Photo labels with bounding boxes
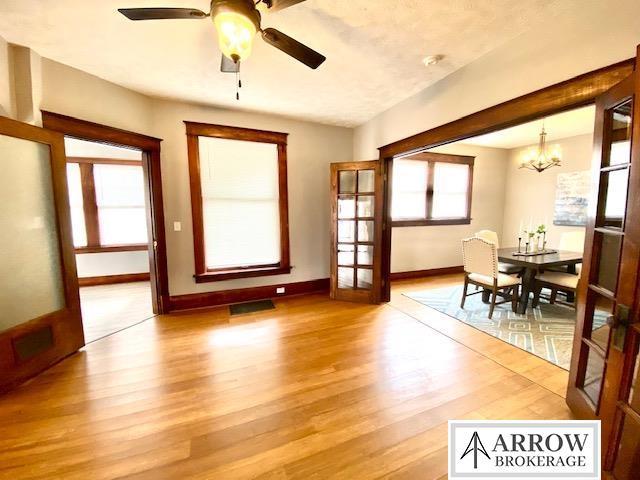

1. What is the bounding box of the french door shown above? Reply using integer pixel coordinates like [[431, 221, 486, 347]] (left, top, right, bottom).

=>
[[567, 46, 640, 480], [330, 161, 382, 303], [0, 117, 84, 392]]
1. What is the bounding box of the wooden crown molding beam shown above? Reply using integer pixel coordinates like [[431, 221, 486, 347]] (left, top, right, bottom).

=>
[[184, 120, 289, 145], [379, 58, 635, 158], [42, 110, 162, 150]]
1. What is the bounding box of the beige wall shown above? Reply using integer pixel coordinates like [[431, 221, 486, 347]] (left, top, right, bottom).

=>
[[0, 37, 14, 118], [500, 135, 593, 247], [40, 58, 153, 135], [391, 143, 509, 272], [42, 59, 353, 295], [354, 0, 640, 160]]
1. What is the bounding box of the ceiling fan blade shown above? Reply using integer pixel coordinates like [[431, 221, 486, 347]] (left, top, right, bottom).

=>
[[262, 28, 327, 70], [220, 55, 240, 73], [269, 0, 305, 12], [118, 8, 209, 20]]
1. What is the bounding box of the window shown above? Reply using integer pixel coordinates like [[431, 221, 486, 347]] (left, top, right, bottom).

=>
[[67, 157, 148, 253], [391, 152, 474, 227], [185, 122, 291, 283]]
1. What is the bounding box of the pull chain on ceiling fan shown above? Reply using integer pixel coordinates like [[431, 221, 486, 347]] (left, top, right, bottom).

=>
[[118, 0, 326, 78]]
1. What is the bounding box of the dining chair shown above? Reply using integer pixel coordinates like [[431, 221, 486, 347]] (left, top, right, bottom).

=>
[[460, 237, 520, 318], [474, 230, 522, 274], [532, 270, 580, 308]]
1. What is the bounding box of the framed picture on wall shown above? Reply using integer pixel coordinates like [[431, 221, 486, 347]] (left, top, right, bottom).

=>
[[553, 170, 591, 227]]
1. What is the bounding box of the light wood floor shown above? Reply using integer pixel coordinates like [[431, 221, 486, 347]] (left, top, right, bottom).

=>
[[80, 282, 153, 343], [0, 283, 570, 480]]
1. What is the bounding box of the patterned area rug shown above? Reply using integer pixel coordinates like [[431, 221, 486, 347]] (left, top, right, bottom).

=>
[[404, 285, 606, 370]]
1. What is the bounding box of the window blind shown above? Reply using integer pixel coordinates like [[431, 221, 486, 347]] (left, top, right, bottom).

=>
[[93, 164, 148, 246], [198, 136, 280, 269], [431, 162, 469, 218], [391, 158, 428, 220]]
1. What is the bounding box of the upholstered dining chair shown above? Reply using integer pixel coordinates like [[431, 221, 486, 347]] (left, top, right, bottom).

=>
[[532, 270, 580, 308], [474, 230, 522, 274], [460, 237, 520, 318]]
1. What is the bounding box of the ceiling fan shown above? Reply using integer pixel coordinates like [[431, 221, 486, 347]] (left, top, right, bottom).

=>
[[118, 0, 326, 73]]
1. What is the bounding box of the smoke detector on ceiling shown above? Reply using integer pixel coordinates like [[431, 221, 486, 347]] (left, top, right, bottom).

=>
[[422, 55, 444, 67]]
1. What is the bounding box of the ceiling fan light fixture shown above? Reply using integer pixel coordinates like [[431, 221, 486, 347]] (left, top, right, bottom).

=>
[[213, 11, 258, 63]]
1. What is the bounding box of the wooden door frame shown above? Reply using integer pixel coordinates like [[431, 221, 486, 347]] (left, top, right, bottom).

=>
[[378, 57, 635, 302], [42, 110, 170, 314], [0, 117, 84, 392]]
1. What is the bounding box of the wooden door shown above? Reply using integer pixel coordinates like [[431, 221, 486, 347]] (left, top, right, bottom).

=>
[[0, 117, 84, 392], [567, 46, 640, 480], [331, 161, 382, 303]]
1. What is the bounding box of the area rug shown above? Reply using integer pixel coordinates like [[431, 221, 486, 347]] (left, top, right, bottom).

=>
[[404, 285, 606, 370]]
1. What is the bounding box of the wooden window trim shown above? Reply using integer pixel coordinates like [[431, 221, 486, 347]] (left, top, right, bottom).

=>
[[184, 121, 291, 283], [391, 152, 475, 227], [67, 157, 149, 254]]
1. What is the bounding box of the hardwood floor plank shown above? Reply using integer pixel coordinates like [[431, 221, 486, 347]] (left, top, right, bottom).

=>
[[0, 286, 570, 480]]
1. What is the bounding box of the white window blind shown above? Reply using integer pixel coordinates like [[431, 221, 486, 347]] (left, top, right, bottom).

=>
[[431, 162, 469, 219], [391, 159, 428, 220], [93, 164, 148, 246], [198, 137, 280, 269], [67, 163, 87, 247]]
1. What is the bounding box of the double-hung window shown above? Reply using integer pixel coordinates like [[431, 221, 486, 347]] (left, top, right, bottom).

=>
[[67, 157, 148, 253], [391, 152, 474, 227], [185, 122, 291, 282]]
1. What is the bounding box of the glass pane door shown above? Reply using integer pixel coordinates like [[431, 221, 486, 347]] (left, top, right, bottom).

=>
[[576, 98, 633, 414], [567, 61, 640, 480], [331, 162, 381, 302]]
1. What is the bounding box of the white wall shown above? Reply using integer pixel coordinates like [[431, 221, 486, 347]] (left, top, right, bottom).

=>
[[37, 59, 353, 295], [501, 135, 593, 248], [40, 58, 152, 135], [354, 0, 640, 160], [391, 143, 509, 272]]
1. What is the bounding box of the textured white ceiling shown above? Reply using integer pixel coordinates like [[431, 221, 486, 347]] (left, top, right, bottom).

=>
[[0, 0, 580, 126], [460, 106, 596, 148]]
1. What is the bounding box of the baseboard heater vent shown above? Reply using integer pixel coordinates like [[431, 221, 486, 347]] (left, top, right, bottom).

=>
[[229, 300, 276, 315]]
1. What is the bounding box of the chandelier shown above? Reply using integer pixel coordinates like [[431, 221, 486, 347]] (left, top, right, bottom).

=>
[[520, 119, 560, 172]]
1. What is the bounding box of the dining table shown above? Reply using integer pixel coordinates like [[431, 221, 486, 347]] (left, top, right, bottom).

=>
[[482, 247, 582, 314]]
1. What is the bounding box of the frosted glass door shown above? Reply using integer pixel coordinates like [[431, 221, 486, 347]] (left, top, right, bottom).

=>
[[0, 135, 65, 332], [0, 117, 84, 393]]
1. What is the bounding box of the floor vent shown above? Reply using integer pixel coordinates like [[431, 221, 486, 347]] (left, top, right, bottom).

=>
[[229, 300, 276, 315]]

■ PROBLEM STATEMENT: Present the lines of the records as a numbered list, starting at the line that contains "1. What is the bounding box of the upholstered" and ending at the line that contains "161, 382, 303]]". Leave out any blank lines.

■ COMPLETED TASK:
1. 1. What is the bounding box of the upholstered dining chair shown above? Reply using integer pixel coordinates like [[431, 221, 486, 347]] (left, top, right, bottom).
2. =>
3. [[532, 270, 580, 308], [474, 230, 522, 274], [460, 237, 520, 318]]
4. 1. What is the bounding box of the ceiling fan shown above? Reply using integer pixel coordinates like [[431, 221, 486, 347]] (left, top, right, bottom).
5. =>
6. [[118, 0, 326, 73]]
7. 1. What is the bounding box of the smoke detector on ceiling shown above? Reply using integer pixel coordinates like [[431, 221, 486, 347]] (left, top, right, bottom).
8. =>
9. [[422, 55, 444, 67]]
10. 1. What is the bounding box of the ceiling fan light fixture shown above? Reply using integer pixel coordinates like [[431, 221, 486, 347]] (left, top, right, bottom).
11. =>
12. [[213, 11, 258, 63]]
13. 1. What is the bounding box of the wooden door frame shown above? Reply using integer pixel coordinates like [[431, 221, 486, 347]] (left, top, right, bottom).
14. =>
15. [[378, 57, 635, 302], [42, 110, 170, 314], [0, 117, 84, 392]]
16. 1. What is the bounding box of the wooden door shown above? Reply using integer pixel coordinates like [[431, 221, 486, 347]] (left, top, right, bottom).
17. =>
18. [[0, 117, 84, 392], [567, 46, 640, 480], [331, 161, 382, 303]]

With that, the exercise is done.